Health Minister Nitzan Horowitz announced Tuesday that starting next week, same-sex couples, single men and transgender people will be able parent children through surrogacy, an option that was previously banned for them in Israel.
The new rules, which come into effect January 11, were laid down in a directive formed by the Health Ministry director-general in line with a High Court of Justice ruling on the matter. They were presented in a press briefing by the minister.
They bring to an end a legal battle that has gone on for more than 11 years, since gay couple Etai Pinkas Arad and Yoav Arad Pinkas filed a petition on the matter with Israel’s top court in 2010.
Horowitz said the move will enable “future fathers, gay couples and essentially every person in Israel equal access to surrogacy in Israel.”
“Today we put an end to injustice and discrimination. Everyone has the right to parenthood,” he said. He stressed that transgender people were also included in the relaxed rules.
Horowitz, who is the second openly gay Knesset member, said, “This is an exciting day for me, as a gay minister who is well aware of the exclusion and discrimination against us over the years. It’s my personal struggle too.”
With the development, Israel would join the “small group of countries that have ended discrimination against LGBT people to have the right to parenthood.

========

> [REQUIRED TASKS]
a) According to the surrogacy article, in what year did Etai Pinkas Arad and Yoav Arad Pinkas file their petition with Israel's top court?
b) Carry on the news article about Israel's new surrogacy rules from where it stops.

> [RAW DATA]
========

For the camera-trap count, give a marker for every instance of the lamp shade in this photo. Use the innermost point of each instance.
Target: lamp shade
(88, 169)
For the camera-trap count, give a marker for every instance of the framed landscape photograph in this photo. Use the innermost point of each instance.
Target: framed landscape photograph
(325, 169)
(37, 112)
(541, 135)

========

> [OUTPUTS BY TASK]
a) 2010

b)
“We have become one of the most advanced countries in the world in this area,” he added.
Horowitz also reassured women who offer to carry babies for other couples that authorities are committed to their welfare as well, saying, “We will continue to do everything necessary in order to protect you and preserve your rights.”
Health Ministry Director-General Nachman Ash said that officials valued the principle of equality.
“We see great importance in making an important medical service accessible to the general population, just as we make other medical services accessible,” he said.
Arad and Pinkas, along with the nonprofit Gay Fathers group and the Tammuz surrogacy agency, welcomed the developments, saying in a statement it was “a victory and historic day.”
They said it was a “day of joy for Israeli society in general and in particular for the LGBT community, also due to the inclusion of the trans community in the amendment to the law.”
Surrogacy as a route to parenthood is currently open to heterosexual married couples and to single women who have a genetic connection to the baby. In February 2020, the High Court of Justice struck down a controversial law that blocked single men and gay couples from using surrogacy to have children, and gave the Knesset a year to pass a new law.
Last July the High Court of Justice ruled that all legislation denying surrogacy rights to same-sex couples and single men would be null and void in six months. At the time the state asked the court to make a ruling on the matter, since amending the law in line with the previous 2020 ruling was “unfeasible” in the current political situation.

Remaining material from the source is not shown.